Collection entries
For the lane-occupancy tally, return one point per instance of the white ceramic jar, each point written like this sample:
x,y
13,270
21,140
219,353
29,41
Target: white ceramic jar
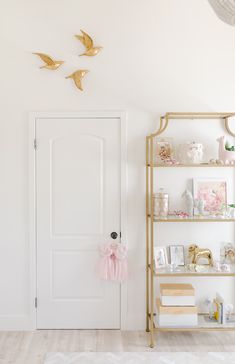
x,y
161,203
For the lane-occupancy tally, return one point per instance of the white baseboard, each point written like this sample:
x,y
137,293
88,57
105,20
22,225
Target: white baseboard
x,y
15,323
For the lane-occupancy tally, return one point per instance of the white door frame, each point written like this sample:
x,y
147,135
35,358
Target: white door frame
x,y
122,115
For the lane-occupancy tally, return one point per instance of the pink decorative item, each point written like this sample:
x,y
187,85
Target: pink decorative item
x,y
181,214
113,262
225,155
213,192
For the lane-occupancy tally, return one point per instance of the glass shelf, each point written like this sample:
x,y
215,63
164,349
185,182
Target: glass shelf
x,y
206,165
204,324
192,219
183,272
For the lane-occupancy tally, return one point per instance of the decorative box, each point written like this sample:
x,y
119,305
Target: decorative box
x,y
177,294
176,316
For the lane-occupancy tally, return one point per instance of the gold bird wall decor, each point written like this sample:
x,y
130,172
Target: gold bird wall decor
x,y
77,76
50,63
87,41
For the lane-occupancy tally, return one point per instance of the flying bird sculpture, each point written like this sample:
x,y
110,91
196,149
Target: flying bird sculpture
x,y
88,44
50,63
77,76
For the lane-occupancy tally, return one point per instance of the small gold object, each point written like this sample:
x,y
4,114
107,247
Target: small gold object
x,y
88,44
50,63
196,253
77,76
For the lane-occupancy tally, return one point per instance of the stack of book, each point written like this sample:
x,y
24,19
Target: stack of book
x,y
176,306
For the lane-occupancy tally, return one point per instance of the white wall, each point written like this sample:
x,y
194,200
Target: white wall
x,y
158,56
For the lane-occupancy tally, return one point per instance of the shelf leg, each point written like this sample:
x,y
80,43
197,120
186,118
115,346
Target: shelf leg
x,y
151,249
147,235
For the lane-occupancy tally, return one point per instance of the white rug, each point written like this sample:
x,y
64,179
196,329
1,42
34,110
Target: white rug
x,y
140,358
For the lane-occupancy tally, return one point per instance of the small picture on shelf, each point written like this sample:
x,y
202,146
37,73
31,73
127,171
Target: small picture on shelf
x,y
213,192
160,257
164,150
176,253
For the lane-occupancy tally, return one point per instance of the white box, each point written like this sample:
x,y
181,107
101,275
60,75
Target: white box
x,y
178,300
176,316
189,320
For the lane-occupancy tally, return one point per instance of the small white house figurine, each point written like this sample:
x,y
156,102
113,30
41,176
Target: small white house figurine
x,y
191,153
189,202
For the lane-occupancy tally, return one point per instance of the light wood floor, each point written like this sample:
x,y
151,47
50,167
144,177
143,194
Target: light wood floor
x,y
31,347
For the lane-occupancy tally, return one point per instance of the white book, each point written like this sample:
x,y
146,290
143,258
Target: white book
x,y
178,300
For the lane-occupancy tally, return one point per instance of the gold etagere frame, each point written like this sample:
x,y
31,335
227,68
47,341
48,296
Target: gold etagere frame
x,y
150,220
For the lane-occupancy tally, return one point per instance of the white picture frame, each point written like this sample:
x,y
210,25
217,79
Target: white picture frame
x,y
160,257
176,254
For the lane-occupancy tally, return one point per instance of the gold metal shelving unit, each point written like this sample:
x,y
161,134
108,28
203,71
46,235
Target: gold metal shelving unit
x,y
151,220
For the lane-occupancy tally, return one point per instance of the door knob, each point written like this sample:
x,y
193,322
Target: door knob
x,y
114,235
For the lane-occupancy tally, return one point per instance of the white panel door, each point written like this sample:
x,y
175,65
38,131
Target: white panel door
x,y
78,206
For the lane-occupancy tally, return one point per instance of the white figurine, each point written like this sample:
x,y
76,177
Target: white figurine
x,y
189,202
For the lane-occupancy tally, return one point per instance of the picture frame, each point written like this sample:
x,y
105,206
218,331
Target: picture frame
x,y
164,150
213,191
160,257
176,254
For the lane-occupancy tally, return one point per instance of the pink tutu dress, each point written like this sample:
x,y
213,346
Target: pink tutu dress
x,y
113,262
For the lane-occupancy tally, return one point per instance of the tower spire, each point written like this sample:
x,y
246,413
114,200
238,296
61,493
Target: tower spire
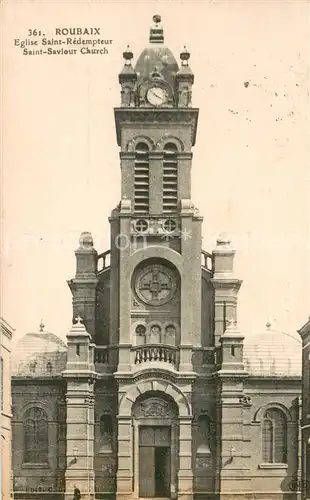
x,y
156,32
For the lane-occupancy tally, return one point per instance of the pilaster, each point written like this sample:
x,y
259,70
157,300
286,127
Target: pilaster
x,y
226,286
80,418
83,286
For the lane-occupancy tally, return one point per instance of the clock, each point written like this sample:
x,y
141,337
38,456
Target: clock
x,y
157,96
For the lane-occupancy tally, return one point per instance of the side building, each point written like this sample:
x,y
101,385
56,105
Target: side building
x,y
304,332
6,408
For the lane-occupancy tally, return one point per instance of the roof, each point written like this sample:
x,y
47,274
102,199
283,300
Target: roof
x,y
273,353
39,354
158,58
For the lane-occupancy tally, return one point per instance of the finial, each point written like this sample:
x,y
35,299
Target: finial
x,y
156,19
184,56
156,33
86,240
127,55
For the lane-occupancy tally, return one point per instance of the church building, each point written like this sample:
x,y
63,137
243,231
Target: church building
x,y
156,393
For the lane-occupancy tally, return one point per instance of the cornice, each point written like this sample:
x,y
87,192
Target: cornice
x,y
157,373
160,115
304,330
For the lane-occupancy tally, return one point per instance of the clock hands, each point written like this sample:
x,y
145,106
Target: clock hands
x,y
157,95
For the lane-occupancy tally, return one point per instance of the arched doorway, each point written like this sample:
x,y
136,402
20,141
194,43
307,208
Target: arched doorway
x,y
155,440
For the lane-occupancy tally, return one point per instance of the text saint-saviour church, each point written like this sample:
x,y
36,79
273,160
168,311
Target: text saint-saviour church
x,y
156,393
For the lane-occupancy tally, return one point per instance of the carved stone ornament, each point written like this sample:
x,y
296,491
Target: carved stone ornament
x,y
155,285
155,407
204,462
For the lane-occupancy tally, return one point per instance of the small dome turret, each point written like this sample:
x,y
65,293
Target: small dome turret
x,y
39,354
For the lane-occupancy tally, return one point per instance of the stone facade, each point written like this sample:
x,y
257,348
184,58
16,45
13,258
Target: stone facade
x,y
157,393
305,422
6,409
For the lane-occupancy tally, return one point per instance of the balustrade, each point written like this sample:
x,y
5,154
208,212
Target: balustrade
x,y
160,353
207,260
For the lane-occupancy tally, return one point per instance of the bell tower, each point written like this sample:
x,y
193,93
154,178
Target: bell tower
x,y
156,231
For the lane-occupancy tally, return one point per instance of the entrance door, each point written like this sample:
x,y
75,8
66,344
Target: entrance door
x,y
154,462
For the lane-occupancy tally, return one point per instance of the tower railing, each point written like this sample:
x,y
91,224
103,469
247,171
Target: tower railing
x,y
155,353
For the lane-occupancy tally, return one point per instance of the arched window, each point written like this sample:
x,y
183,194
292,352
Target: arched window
x,y
35,436
274,436
170,178
141,178
106,434
204,435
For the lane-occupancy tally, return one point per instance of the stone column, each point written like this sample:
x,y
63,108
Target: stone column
x,y
226,286
83,286
80,414
232,472
185,472
127,169
184,174
124,477
156,182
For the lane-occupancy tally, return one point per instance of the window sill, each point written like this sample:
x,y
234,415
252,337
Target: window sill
x,y
272,466
31,465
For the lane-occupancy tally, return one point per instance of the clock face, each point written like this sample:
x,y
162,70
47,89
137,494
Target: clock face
x,y
157,96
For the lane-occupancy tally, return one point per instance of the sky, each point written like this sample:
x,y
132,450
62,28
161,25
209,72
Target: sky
x,y
250,175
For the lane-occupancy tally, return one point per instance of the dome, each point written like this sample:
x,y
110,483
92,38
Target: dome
x,y
157,58
39,354
273,353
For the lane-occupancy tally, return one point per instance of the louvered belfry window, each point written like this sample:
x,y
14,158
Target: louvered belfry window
x,y
141,178
170,179
35,436
274,436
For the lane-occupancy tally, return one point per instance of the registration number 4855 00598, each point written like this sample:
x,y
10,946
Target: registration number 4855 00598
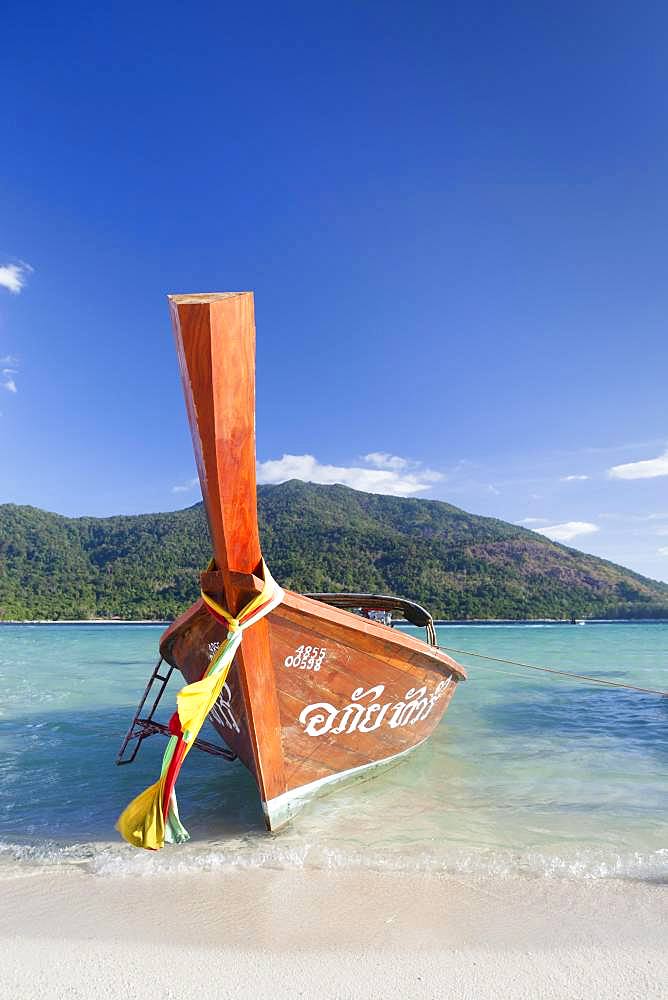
x,y
306,658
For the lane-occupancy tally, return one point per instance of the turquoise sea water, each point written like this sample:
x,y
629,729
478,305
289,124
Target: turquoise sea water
x,y
526,773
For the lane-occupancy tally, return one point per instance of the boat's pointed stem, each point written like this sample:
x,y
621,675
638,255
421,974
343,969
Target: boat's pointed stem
x,y
215,339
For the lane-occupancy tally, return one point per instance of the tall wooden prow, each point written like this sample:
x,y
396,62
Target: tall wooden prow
x,y
215,341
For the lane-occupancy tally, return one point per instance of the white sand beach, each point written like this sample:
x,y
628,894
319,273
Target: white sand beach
x,y
267,933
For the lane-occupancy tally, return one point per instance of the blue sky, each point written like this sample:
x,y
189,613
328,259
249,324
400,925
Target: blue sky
x,y
453,216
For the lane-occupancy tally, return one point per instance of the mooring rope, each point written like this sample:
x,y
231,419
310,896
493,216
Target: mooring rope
x,y
560,673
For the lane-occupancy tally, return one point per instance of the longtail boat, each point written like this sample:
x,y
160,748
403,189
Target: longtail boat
x,y
303,690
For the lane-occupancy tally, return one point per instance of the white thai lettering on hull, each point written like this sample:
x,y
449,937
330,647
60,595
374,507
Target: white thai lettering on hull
x,y
306,658
365,712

Instructions to follow
The answer should hold exactly the lines running from the one with "Target: longtail boat" to the final line of the data, both ends counted.

Task result
Target: longtail boat
x,y
303,690
For the lane-occupancy tally, return one point per instance of the white thai lettering on hull, each point written like this sample:
x,y
449,937
330,647
60,595
374,507
Target: white thai lettering on hull
x,y
306,658
365,712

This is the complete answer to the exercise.